Data records:
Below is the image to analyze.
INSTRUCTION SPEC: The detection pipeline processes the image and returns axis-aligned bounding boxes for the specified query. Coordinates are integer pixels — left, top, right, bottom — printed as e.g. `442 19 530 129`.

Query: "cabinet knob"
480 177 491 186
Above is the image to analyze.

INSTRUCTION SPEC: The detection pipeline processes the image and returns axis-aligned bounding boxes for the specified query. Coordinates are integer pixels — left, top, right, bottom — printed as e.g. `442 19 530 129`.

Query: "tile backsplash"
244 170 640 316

Problem: Format the rows above as a JSON array of strings, one string per line. Omit blank lines.

Final result:
[
  "Below is the image to analyze.",
  "INSTRUCTION SPEC: The detection pipeline processes the image and returns axis-aligned bounding boxes for the specified query. Coordinates are integer pixels — left, top, right, bottom — printed as e.g. `442 19 530 129`.",
  "Query: \"cabinet knob\"",
  "480 177 491 186",
  "Above is the image to analyze.",
  "INSTRUCTION SPEC: The detection pipeline processes the image and returns axis-aligned bounding boxes for the specified query. Coordinates are integer pixels — left, top, right, bottom — printed as e.g. `442 19 530 129`.",
  "Query: \"tile backsplash\"",
  "244 170 640 316"
]